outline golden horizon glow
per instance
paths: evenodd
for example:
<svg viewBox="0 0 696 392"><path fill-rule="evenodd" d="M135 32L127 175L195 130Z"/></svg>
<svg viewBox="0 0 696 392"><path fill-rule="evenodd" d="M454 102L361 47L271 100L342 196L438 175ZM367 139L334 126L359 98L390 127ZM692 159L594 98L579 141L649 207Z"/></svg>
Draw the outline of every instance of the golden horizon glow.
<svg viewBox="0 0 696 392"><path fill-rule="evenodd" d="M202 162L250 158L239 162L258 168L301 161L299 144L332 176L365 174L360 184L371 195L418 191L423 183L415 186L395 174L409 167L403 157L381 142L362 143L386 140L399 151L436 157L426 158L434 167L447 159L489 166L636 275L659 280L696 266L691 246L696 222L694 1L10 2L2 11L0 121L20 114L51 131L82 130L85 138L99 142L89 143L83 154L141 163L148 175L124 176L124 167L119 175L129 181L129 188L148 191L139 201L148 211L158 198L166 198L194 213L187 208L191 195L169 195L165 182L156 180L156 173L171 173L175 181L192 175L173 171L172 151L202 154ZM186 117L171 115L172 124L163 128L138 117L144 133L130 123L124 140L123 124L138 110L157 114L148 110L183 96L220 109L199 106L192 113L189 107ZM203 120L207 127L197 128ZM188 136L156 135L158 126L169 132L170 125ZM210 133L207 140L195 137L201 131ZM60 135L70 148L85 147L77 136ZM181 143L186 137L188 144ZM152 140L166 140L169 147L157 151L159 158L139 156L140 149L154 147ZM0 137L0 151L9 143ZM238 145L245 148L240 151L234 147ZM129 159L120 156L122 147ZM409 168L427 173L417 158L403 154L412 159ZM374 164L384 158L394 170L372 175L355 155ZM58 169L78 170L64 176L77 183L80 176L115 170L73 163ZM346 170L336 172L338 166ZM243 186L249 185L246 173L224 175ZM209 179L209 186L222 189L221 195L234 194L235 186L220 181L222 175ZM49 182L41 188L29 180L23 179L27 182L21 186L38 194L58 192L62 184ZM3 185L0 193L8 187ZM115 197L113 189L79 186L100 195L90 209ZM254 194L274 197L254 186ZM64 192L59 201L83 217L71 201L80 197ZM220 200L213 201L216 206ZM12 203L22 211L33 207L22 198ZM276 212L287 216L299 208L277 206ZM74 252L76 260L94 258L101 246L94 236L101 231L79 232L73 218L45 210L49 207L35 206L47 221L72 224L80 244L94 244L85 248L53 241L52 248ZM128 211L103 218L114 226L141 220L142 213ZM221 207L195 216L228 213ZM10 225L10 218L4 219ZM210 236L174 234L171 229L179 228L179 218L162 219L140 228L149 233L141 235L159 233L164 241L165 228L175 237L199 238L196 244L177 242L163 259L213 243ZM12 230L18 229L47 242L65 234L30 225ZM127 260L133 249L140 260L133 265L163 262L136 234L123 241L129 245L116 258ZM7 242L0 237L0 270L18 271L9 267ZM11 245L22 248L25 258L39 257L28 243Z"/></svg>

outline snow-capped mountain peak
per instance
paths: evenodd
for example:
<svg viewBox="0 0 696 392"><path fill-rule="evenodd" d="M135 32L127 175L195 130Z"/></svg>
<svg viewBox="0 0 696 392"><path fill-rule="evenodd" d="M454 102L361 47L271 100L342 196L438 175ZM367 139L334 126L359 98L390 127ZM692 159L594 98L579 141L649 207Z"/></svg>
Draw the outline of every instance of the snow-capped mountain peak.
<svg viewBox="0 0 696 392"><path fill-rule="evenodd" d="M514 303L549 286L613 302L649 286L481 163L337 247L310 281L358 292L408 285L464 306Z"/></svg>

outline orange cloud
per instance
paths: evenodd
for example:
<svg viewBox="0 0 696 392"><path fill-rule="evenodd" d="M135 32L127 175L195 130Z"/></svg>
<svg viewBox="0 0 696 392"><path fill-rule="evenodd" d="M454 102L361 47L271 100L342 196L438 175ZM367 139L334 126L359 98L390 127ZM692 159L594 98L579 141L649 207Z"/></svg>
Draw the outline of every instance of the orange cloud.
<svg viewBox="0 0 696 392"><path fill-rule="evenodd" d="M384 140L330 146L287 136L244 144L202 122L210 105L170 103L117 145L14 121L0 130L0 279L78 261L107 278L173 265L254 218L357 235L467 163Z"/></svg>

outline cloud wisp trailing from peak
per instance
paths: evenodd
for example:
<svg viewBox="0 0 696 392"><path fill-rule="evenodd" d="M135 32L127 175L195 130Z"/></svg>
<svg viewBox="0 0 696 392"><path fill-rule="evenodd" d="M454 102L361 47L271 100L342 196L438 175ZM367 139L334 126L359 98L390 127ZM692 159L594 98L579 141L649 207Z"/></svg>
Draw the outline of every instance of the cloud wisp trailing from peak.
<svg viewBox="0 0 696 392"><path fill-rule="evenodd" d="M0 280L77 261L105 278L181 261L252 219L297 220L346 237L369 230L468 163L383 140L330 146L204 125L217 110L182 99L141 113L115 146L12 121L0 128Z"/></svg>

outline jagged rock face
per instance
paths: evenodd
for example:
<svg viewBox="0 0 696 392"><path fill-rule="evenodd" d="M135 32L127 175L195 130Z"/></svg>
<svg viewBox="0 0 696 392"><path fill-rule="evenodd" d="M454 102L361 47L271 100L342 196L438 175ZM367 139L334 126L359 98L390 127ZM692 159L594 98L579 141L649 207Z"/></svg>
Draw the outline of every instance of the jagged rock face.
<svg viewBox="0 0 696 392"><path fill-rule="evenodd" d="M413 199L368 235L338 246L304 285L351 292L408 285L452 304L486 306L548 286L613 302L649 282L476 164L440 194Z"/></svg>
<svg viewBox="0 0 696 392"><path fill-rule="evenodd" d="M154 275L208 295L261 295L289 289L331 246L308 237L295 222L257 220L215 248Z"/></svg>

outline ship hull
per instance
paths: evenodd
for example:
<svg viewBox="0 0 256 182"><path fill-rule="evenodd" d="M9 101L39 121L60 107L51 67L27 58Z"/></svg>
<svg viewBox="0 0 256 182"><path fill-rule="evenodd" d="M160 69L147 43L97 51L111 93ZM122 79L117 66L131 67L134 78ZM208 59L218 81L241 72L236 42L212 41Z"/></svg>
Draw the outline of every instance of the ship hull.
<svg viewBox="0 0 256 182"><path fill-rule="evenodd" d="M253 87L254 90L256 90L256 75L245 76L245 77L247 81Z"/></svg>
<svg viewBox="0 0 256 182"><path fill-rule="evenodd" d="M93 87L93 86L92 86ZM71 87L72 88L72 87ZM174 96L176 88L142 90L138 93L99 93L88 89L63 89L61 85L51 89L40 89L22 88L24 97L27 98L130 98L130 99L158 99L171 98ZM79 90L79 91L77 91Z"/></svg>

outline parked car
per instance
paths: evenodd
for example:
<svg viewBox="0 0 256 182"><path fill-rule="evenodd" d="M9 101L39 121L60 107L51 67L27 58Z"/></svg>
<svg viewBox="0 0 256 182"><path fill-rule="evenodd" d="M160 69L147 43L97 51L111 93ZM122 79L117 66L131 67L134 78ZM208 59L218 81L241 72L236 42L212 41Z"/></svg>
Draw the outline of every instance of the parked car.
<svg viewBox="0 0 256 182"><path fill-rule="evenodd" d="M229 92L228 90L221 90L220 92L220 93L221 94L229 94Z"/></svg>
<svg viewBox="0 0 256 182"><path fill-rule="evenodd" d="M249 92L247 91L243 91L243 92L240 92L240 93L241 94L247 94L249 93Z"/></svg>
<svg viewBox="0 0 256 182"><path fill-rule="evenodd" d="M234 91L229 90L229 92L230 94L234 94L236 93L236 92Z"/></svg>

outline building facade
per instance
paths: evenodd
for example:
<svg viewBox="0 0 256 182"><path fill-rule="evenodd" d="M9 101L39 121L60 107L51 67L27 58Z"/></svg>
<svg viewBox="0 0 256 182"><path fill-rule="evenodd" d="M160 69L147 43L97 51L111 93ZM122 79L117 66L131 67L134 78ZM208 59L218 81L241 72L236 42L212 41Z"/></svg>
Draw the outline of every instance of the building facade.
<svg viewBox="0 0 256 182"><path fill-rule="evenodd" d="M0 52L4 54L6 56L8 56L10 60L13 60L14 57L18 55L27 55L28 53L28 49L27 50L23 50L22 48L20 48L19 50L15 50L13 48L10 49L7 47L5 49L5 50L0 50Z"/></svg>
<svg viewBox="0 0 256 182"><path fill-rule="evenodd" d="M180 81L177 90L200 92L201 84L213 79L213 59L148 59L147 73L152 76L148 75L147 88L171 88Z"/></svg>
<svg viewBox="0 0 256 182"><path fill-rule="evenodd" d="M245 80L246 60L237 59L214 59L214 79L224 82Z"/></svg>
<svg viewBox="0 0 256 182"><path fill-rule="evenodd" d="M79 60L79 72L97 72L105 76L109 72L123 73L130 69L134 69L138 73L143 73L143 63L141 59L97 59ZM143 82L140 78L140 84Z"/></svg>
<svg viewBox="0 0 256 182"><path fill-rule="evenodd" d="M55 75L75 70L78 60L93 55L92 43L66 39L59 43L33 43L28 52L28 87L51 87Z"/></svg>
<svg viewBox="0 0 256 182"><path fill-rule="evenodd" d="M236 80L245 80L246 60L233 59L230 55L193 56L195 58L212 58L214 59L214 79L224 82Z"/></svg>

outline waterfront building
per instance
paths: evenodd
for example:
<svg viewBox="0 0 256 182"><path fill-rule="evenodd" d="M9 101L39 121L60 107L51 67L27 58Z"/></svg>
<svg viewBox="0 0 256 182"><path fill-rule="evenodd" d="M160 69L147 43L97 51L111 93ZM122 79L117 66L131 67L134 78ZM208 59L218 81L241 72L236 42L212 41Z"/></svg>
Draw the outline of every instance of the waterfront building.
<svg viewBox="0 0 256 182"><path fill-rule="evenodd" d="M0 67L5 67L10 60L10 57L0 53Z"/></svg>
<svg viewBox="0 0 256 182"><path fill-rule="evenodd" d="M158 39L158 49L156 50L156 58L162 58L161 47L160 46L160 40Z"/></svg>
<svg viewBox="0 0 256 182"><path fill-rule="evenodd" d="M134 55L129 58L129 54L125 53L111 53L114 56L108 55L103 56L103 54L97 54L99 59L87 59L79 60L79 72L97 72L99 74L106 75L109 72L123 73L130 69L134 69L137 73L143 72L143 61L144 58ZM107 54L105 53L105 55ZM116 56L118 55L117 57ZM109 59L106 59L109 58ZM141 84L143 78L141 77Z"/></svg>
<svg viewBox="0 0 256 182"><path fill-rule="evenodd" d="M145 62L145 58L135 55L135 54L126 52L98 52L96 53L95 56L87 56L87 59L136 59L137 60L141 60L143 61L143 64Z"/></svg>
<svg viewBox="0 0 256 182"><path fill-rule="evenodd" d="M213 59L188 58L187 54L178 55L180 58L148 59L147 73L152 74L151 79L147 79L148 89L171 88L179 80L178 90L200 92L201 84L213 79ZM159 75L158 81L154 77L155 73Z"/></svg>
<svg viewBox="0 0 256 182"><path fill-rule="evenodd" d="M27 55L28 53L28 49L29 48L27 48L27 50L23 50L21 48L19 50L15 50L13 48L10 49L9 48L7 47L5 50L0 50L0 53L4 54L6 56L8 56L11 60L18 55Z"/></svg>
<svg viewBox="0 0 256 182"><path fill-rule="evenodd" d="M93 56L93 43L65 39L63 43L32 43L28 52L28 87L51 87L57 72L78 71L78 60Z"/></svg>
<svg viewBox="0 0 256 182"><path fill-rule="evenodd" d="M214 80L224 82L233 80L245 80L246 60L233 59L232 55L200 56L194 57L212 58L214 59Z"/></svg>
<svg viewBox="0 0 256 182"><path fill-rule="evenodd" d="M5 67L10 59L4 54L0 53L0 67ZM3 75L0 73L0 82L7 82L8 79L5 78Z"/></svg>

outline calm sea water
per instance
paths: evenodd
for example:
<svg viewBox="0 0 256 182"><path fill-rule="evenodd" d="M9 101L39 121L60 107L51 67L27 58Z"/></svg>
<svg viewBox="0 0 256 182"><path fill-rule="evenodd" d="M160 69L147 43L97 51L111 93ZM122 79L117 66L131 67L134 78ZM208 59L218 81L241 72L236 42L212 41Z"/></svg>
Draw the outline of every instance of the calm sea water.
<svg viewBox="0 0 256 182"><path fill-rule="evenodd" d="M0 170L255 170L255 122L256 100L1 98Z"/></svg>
________________
> **Exercise objective**
Return, without any change, the lines from the one containing "outline ship hull" up to and including the one containing "87L93 86L92 86ZM71".

> **Full answer**
outline ship hull
per instance
paths: evenodd
for example:
<svg viewBox="0 0 256 182"><path fill-rule="evenodd" d="M9 101L39 121L60 107L51 67L27 58Z"/></svg>
<svg viewBox="0 0 256 182"><path fill-rule="evenodd" d="M160 69L147 43L97 51L111 93ZM122 79L117 66L131 67L134 78ZM208 59L218 81L241 72L236 42L212 41Z"/></svg>
Draw the outline of every instance of the ship hull.
<svg viewBox="0 0 256 182"><path fill-rule="evenodd" d="M253 87L254 90L256 90L256 75L245 76L245 77L247 81Z"/></svg>
<svg viewBox="0 0 256 182"><path fill-rule="evenodd" d="M93 87L93 86L92 86ZM71 87L72 88L72 87ZM174 96L176 88L142 90L138 93L99 93L88 89L63 89L61 85L51 89L40 89L22 88L24 97L27 98L130 98L130 99L158 99L171 98ZM79 90L79 91L77 91Z"/></svg>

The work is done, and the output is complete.